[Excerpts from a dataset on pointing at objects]
===============

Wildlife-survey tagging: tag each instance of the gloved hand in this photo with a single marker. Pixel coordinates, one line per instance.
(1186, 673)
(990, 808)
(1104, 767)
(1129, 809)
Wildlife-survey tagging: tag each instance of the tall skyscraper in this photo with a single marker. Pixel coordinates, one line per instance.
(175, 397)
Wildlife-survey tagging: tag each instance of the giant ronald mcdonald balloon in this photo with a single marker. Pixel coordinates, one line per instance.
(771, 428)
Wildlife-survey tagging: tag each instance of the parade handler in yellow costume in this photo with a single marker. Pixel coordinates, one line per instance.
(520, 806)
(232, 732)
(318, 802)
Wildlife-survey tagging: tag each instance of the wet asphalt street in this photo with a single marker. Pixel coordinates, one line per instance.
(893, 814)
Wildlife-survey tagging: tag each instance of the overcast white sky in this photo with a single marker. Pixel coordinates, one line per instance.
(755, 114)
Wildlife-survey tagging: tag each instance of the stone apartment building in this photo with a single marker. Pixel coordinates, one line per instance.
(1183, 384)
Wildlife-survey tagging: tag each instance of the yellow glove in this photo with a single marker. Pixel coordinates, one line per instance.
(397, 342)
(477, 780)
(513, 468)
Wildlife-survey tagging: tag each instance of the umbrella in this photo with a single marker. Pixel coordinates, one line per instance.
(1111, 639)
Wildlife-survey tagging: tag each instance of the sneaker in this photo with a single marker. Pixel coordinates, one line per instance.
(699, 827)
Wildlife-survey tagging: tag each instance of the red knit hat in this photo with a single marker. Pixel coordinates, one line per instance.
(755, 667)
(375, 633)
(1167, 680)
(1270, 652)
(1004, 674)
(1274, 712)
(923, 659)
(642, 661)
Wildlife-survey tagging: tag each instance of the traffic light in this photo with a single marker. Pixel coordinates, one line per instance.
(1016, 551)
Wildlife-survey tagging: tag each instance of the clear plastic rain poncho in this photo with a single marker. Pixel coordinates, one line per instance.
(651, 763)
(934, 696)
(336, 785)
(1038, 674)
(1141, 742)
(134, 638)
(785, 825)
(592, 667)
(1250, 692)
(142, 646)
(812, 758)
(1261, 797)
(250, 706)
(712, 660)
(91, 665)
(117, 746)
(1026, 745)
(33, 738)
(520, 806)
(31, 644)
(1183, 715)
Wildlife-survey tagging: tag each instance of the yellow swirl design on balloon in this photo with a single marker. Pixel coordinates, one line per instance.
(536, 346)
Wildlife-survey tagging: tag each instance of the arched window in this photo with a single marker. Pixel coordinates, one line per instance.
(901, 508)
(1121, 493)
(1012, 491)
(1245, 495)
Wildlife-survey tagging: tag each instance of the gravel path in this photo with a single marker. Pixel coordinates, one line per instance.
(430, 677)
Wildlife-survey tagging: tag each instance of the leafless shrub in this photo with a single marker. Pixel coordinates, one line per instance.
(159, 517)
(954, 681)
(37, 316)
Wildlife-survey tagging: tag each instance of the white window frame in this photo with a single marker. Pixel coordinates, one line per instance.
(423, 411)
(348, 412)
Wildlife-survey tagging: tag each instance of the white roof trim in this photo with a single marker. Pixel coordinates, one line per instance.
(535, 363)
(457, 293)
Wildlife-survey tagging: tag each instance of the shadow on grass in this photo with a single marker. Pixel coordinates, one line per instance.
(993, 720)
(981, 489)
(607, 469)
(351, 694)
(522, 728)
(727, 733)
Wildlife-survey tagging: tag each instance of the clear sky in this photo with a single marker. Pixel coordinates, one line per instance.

===============

_Directive_: Can you lay out everything in the data above, from the line containing "Wildlife-survey tagging: tag each instance of the red" down to the line containing "(1016, 551)", as a numbered list with blank lines left out?

_Reply_:
1. Wildlife-survey tagging: tag each instance of the red knit hat in this photo with a single marker. Pixel coordinates, one line per instance.
2. (755, 667)
3. (375, 633)
4. (1167, 680)
5. (1270, 652)
6. (1004, 674)
7. (1274, 712)
8. (923, 659)
9. (642, 661)
10. Wildlife-survey tagging: tag each instance of the traffic light in this photo with a single marker. Pixel coordinates, one line per instance.
11. (1016, 551)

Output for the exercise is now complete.